▶ _Extract to read_

◆ ◆ ◆ ◆ ◆ ◆ ◆

# J.H. Merle D'Aubigne - History of the Reformation



## Pilgrim72 (Dec 24, 2008)

I'm thinking of buying this. Do you think this is a good deal? 

History of the Reformation in the Sixteenth Century

Thanks,


----------



## Leslie (Dec 24, 2008)

Thanks for posting this. I don't know about the price--it appears a big steep, but I'd give anything to get my hands on this. He is, reportedly a first-rate historian. I've been looking to buy his works for quite a while.


----------



## Whitefield (Dec 24, 2008)

The entire book is available for free on my website
D'Aubigne - History of the Reformation of the Sixteenth Century


----------



## Gesetveemet (Dec 24, 2008)

Whitefield said:


> The entire book is available for free on my website
> D'Aubigne - History of the Reformation of the Sixteenth Century



Thanks, nice website and easy on the eyes.


----------



## Whitefield (Dec 24, 2008)

Gesetveemet said:


> Whitefield said:
> 
> 
> > The entire book is available for free on my website
> ...



Thank you. It took a period of trial and error to find just the right background color and font that would reduce to almost zero the eyestrain I experience reading things on a computer screen.


----------



## VirginiaHuguenot (Dec 24, 2008)

Pilgrim72 said:


> I'm thinking of buying this. Do you think this is a good deal?
> 
> History of the Reformation in the Sixteenth Century
> 
> Thanks,



It's extremely worthwhile and highly recommended. There is a thread about this book deal that you might want to check out:

http://www.puritanboard.com/f29/history-reformation-16th-century-38195/

http://www.puritanboard.com/f18/jean-henri-merle-daubign-16519/



Whitefield said:


> The entire book is available for free on my website
> D'Aubigne - History of the Reformation of the Sixteenth Century



Thank you for your labors. We have had a link this work on your site for almost two years (before it was completed).

Links and Downloads Manager - Educational Links - History of the Reformation of the Sixteenth Century - The PuritanBoard

There is also a link to his other historical series:

Links and Downloads Manager - Educational Links - History of the Reformation in Europe in the time of Calvin -- J.H.M. d'Aubigné - The PuritanBoard


----------



## kvanlaan (Dec 24, 2008)

I pre-ordered it through the Reformation bookstore - haven't yet read it, but I'm looking forward to it!


----------



## BertMulder (Dec 24, 2008)

◆ ◆ ◆ ◆ ◆ ◆ ◆

▶ _Dataset_

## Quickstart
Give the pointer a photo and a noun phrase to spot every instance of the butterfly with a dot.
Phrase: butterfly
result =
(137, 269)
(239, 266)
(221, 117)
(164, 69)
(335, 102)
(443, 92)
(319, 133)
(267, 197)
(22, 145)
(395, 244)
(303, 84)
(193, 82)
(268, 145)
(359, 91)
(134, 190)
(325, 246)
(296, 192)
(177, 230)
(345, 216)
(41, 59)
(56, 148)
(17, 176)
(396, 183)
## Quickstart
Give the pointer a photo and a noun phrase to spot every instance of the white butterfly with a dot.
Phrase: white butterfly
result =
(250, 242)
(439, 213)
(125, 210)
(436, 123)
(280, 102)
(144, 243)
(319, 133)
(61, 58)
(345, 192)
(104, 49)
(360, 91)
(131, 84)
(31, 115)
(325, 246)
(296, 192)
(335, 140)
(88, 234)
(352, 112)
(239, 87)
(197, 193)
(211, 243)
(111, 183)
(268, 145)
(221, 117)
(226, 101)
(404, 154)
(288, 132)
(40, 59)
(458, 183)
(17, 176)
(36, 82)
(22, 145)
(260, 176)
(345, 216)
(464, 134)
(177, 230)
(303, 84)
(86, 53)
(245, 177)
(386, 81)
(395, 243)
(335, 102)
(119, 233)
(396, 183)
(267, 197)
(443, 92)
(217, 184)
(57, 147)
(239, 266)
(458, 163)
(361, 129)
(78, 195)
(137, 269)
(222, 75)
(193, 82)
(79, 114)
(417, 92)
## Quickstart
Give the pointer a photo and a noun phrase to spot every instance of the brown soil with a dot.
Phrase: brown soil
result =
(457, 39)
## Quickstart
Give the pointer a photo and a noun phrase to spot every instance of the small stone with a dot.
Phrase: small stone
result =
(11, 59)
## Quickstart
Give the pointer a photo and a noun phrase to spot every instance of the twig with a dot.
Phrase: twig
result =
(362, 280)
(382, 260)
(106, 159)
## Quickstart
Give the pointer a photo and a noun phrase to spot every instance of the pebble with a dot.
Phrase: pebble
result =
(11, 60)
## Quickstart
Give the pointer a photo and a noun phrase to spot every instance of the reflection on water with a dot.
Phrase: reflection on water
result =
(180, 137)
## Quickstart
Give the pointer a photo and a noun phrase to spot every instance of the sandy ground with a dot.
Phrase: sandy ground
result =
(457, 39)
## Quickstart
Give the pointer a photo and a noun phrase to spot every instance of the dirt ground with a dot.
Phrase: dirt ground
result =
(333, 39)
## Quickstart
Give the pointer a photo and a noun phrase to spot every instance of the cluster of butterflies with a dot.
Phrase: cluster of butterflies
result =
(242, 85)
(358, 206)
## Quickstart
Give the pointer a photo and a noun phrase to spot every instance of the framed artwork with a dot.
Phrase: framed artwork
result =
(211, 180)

◆ ◆ ◆ ◆ ◆ ◆ ◆

▶ _Written instruction_
Reproduce the forum thread word for word, from "## Gesetveemet (Dec" up to and including "on the eyes.". The items come from a separate source unrelated to the forum thread.

▶ _Solution to this exercise_
## Gesetveemet (Dec 24, 2008)

Whitefield said:


> The entire book is available for free on my website
> D'Aubigne - History of the Reformation of the Sixteenth Century



Thanks, nice website and easy on the eyes.